§ **Goal**
Please gather every line in the records below that contains the string "skirt". Case matters.
##### Data provided #####
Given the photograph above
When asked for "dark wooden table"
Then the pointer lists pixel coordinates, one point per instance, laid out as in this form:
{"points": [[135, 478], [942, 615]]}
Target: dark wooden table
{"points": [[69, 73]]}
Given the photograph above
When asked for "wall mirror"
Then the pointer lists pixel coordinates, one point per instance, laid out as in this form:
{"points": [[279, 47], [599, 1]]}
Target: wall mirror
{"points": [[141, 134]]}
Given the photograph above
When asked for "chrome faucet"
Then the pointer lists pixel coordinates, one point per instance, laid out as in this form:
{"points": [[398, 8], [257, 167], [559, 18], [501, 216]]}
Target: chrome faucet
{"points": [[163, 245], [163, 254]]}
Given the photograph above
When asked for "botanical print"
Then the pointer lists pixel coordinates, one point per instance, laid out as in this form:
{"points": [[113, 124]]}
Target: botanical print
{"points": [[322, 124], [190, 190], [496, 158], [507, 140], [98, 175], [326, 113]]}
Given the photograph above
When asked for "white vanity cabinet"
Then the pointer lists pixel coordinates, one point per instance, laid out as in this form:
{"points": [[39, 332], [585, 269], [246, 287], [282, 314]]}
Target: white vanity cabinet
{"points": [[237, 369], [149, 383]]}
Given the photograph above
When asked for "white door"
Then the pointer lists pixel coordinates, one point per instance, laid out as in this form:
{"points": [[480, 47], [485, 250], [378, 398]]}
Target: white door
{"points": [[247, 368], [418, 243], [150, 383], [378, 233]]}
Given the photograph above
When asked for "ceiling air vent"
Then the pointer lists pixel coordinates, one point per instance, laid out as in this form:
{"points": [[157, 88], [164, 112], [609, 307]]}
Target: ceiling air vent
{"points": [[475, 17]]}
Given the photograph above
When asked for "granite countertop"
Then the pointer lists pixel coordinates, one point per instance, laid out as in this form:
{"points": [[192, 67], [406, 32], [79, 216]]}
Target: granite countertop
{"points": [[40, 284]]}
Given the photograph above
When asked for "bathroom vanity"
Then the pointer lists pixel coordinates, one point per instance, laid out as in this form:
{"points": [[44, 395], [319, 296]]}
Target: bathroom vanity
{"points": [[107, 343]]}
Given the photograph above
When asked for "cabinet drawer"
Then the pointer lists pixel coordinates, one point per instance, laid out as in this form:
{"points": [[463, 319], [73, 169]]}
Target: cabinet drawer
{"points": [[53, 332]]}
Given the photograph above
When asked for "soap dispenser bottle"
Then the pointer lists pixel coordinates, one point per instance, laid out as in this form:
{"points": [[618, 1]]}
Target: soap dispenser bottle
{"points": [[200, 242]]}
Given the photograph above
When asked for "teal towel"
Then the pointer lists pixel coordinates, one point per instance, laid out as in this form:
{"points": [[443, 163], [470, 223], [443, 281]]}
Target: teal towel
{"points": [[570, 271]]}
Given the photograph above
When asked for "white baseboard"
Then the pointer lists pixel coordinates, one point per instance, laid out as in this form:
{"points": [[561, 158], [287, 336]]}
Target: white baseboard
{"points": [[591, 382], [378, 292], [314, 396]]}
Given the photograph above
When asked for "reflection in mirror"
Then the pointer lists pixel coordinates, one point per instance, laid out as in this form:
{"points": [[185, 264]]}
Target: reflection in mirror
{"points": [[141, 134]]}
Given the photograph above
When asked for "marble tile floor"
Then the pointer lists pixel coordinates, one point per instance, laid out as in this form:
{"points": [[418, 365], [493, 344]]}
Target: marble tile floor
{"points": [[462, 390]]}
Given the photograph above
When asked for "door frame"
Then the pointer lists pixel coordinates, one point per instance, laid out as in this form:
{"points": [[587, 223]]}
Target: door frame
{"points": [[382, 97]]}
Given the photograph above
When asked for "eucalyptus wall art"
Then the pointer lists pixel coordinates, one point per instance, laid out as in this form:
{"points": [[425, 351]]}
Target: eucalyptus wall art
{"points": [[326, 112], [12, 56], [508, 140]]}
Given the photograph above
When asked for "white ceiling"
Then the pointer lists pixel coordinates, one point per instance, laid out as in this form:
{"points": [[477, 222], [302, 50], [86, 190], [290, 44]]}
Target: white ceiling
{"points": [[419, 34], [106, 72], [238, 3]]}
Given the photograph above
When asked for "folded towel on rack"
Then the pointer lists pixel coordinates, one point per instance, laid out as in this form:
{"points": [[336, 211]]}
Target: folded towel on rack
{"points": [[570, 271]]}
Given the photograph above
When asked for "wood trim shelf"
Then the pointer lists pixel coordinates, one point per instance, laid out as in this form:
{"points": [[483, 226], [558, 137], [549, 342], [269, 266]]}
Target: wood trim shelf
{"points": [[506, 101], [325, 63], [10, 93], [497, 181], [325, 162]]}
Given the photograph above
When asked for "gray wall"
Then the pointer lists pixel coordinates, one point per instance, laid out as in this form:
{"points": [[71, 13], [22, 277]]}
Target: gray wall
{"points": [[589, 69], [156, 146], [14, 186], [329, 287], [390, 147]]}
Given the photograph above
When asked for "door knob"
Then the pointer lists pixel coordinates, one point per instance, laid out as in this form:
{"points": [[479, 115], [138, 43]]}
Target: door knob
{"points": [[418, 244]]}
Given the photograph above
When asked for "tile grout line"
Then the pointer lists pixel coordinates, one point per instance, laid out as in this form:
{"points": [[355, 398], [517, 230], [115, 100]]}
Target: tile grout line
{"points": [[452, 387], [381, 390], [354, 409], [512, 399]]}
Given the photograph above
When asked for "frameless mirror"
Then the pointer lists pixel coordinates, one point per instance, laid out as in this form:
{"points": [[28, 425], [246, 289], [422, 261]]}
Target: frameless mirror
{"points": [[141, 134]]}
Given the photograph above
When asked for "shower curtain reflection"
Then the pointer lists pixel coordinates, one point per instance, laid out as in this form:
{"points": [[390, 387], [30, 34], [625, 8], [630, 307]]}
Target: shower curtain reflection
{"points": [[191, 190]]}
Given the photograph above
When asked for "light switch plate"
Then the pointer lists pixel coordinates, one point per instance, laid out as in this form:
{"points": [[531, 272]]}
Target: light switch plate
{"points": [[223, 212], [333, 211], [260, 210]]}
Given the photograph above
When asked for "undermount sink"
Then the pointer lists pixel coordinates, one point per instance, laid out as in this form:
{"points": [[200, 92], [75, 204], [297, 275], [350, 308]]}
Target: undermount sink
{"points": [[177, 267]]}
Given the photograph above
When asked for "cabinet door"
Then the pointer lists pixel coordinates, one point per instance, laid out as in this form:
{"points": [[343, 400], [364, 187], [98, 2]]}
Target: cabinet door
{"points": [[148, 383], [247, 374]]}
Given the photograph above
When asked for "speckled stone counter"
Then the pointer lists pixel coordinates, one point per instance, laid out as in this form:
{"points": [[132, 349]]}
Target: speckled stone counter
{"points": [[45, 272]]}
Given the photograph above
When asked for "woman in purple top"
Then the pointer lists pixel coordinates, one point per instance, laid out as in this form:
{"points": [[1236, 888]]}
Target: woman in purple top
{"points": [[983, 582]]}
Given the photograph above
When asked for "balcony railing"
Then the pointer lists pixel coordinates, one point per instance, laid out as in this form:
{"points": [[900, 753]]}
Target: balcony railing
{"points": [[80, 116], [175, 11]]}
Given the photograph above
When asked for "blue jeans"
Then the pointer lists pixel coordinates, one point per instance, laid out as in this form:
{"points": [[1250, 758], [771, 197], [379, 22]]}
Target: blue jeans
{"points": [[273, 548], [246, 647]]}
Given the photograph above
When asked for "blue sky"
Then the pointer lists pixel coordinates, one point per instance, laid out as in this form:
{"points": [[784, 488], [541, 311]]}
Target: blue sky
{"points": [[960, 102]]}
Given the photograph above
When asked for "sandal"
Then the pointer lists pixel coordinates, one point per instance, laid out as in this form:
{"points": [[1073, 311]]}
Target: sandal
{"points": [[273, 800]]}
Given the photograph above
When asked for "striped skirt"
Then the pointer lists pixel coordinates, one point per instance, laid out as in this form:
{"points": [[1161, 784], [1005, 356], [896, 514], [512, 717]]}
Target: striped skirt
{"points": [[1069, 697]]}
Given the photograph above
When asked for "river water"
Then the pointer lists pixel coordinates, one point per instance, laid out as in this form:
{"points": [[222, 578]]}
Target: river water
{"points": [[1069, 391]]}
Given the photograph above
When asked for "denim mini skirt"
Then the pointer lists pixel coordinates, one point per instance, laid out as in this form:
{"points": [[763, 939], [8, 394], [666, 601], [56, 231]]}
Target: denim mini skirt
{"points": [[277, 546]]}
#####
§ **Output of the exercise**
When asked for "striped skirt"
Target: striped skirt
When asked for "denim mini skirt"
Target: denim mini skirt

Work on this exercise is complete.